**Source**
===

2. A protective device according to claim 1, wherein said gas bag has a size and shape so as to lie below a driver's line of sight in the working position and in an inflated state.
3. A protective device according to claim 1, wherein said pulling element includes at least one piston movable into a cylinder connected to a drive device, said at least one piston being connected to at least one end of said gas bag via one of a cable and belt.
4. A protective device according to claim 2, wherein said pulling element includes at least one piston movable into a cylinder connected to a drive device, said at least one piston being connected to at least one end of said gas bag via one of a cable and belt.
5. A protective device according to claim 1, further comprising two gas generators connected to said gas bag, each of said gas generators being joined to one end of said gas bag in a region of anchorage points for said pulling elements.
6. A protective device according to claim 2, further comprising two gas generators connected to said gas bag, each of said gas generators being joined to one end of said gas bag in a region of anchorage points for said pulling elements.
7. A protective device according to claim 3, further comprising two gas generators connected to said gas bag, each of said gas generators being joined to one end of said gas bag in a region of anchorage points for said pulling elements.
8. A protective device according to claim 5, wherein said two gas generators are connected to said pulling element.
9. A protective device according to claim 1, further comprising at least one guide mechanism provided on a side of said open cockpit, by which said gas bag is lifted up across said steering wheel.
10. A protective device according to claim 9, wherein said at least one guide mechanism includes at least one swivelling lever, said swivelling lever being connected to said gas bag at a free end and travelling through a semi-circular path when pivoted by said free end, wherein a highest point of said semicircular path is higher than an upper edge of said steering wheel.
11. A protective device according to claim 1, wherein said slit on said rim of said open cockpit is arranged at a higher level than an upper edge of said steering wheel.

===

**Supplied data**
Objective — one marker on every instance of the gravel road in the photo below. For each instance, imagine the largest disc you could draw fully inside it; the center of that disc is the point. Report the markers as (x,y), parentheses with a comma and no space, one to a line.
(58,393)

===

**What you need to do**
1. Answer these questions about the patent claims, marking each answer with the same letter as its question:
(a) According to claim 2, where does the gas bag lie when it is in the working position and inflated?
(b) In claim 3, what connects the at least one piston to an end of the gas bag?
(c) According to claim 11, at what level is the slit on the rim of the open cockpit arranged?
2. Transcribe the part of the patent claims that opens with the words containing "9. A protective" and closes with "across said steering wheel.".
3. Go on with the patent claims for the gas bag protective device, starting after the last claim shown.

**Written responses**
1.
(a) Below a driver's line of sight.
(b) One of a cable and belt.
(c) At a higher level than an upper edge of the steering wheel.

2.
9. A protective device according to claim 1, further comprising at least one guide mechanism provided on a side of said open cockpit, by which said gas bag is lifted up across said steering wheel.

3.
12. A protective device according to claim 1, wherein at an end arranged fixed to a body work of the motor vehicle, said gas bag is mounted on a gas generator which is secured to said body work.
13. A protective device according to claim 2, wherein at an end arranged fixed to a body work of the motor vehicle, said gas bag is mounted on a gas generator which is secured to said body work.
14. A protective device according to claim 3, wherein at an end arranged fixed to a body work of the motor vehicle, said gas bag is mounted on a gas generator which is secured to said body work.
15. A protective device according to claim 1, further comprising a trigger device via which said pulling element is activated slightly before said gas generator.
16. A protective device according to claim 2, further comprising a trigger device via which said pulling element is activated slightly before said gas generator.
17. A protective device according to claim 3, further comprising a trigger device via which said pulling element is activated slightly before said gas generator.
18. A protective device according to claim 10, further comprising a trigger device via which said pulling element is activated slightly before said gas generator.
19. A protective device according to claim 1, wherein said gas generator is fitted with several gas-generating charges.
20. A protective device according to claim 2, wherein said gas generator is fitted with several gas-generating charges.
21. A protective device according to claim 3, wherein said gas generator is fitted with several gas-generating charges.
22. A protective device according to claim 10, wherein said gas generator is fitted with several gas-generating charges.
23. A protective device according to claim 19, wherein each of said several gas generating charges is connected to an electric igniter.
24. A protective device according to claim 19, wherein said gas-generating charges are timed to be delayed in a pyrotechnical manner.
25. A protective device according to claim 19, wherein said gas generating charges are controlled in a delayed manner on one of the following basis: acceleration, time-delay, and path to ignite.
26. A protective device according to claim 3, wherein said gas bag is mounted so as to be rapidly released from an anchorage point.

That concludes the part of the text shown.